___ Text passage
Reputation: 247
just to give you background. We have a school project where we need to write our own compiler in C. My task is to write a lexical analysis. So far so good but I am having some difficulties with escape sequences.
When I find an escape sequence and the escape sequence is correct I have it saved in a string which looks like this \xAF otherwise it is lexical error.
My problem is how do I convert the string containing only escape sequence to one char? So I can add it to "buffer" containing the rest of the string.
I had an idea about a massive table containing only escape sequences and then comparing it one by one but it does not seem elegant.
Upvotes: 1
Views: 437
Reputation: 6684
flex has a start
condition. This enables contextual analysis.
For instance, there is an example for C comment analysis(between /*
and */
) in flex manual:
<INITIAL>"/*" BEGIN(IN_COMMENT);
<IN_COMMENT>{
"*/" BEGIN(INITIAL);
[^*\n]+ /* eat comment in chunks */
"*" /* eat the lone star */
\n yylineno++;
}
The start condition also enables string literal analysis. There is an example of how to match C-style quoted strings using start conditions in the item Start Conditions, and there is also FAQ item titled "How do I expand backslash-escape sequences in C-style quoted strings?"
in flex manual.
Probably this will answer your question.
Upvotes: -1
Reputation: 409472
This solution can be used for numerical escape sequences of all lengths and type, both octal, hexadecimal and others.
What you do when you see a '\'
is to check the next character. If it's a 'x'
(or 'X'
) then you read one character, if it's a hexadecimal digit (isxdigit
) then you read another. If the last is not a hexadecimal digit then put it back into the stream (an "unget" operation), and use only the first digit you read.
Each digit you read you put into a string, and then you can use e.g. strtol
to convert that string into a number. Put that number directly into the token value.
For octal sequences, just up to three characters instead.
For an example of a similar method see this old lexer I made many years ago. Search for the
lex_getescape
function. Though this method uses direct arithmetic instead of strtoul
to convert the escape code into a number, and not the standard isxdigit
etc. functions either.
Upvotes: 3
Reputation: 19473
you can use the following code, call xString2char with your string.
char x2char(const char c)
{
if (c >= '0' && c <= '9')
return c - '0';
if (c >= 'a' && c <= 'f')
return c - 'a';
if (c >= 'A' && c <= 'F')
return c - 'A';
//if we got here it's an error - handle it as you like...
}
char xString2char(const char* buf)
{
char ans;
ans = x2char(buf[2]);
ans <<= 4;
ans += x2char(buf[3]);
return ans;
}
This should work, just add the error checking & handling (in case you didn't already validate them in your code)
Upvotes: 2
______
To be done:
**1.** According to the escape-sequence thread, how many characters should be read for octal sequences?
**2.** Transcribe the part of the escape-sequence thread that begins at the words "char x2char(const char" and stops after the words "xString2char(const char* buf)".
___ Dataset section
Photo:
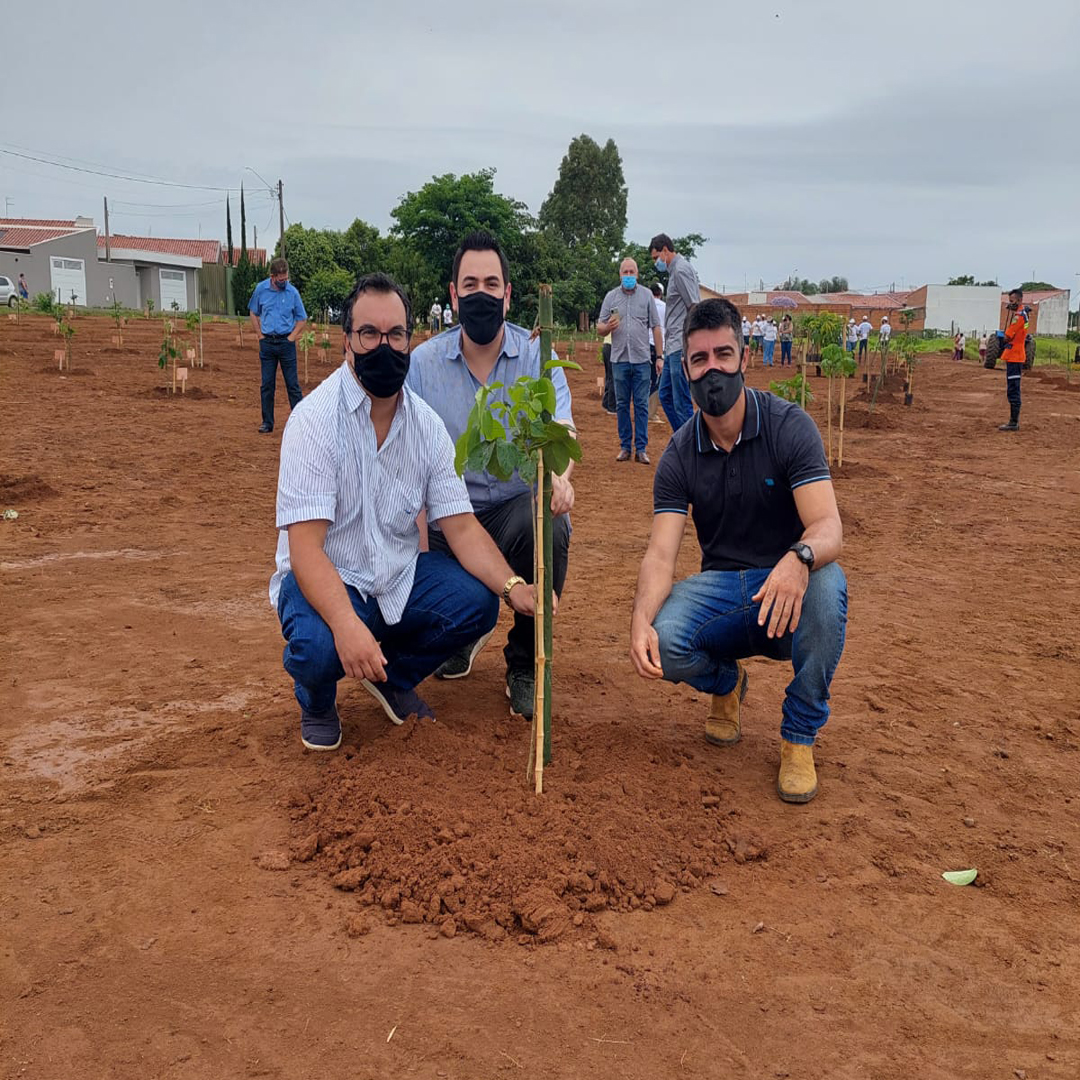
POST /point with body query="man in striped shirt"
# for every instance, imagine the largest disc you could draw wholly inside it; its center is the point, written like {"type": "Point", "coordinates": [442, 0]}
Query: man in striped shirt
______
Task results:
**1.** Up to three characters.

**2.**
char x2char(const char c)
{
if (c >= '0' && c <= '9')
return c - '0';
if (c >= 'a' && c <= 'f')
return c - 'a';
if (c >= 'A' && c <= 'F')
return c - 'A';
//if we got here it's an error - handle it as you like...
}
char xString2char(const char* buf)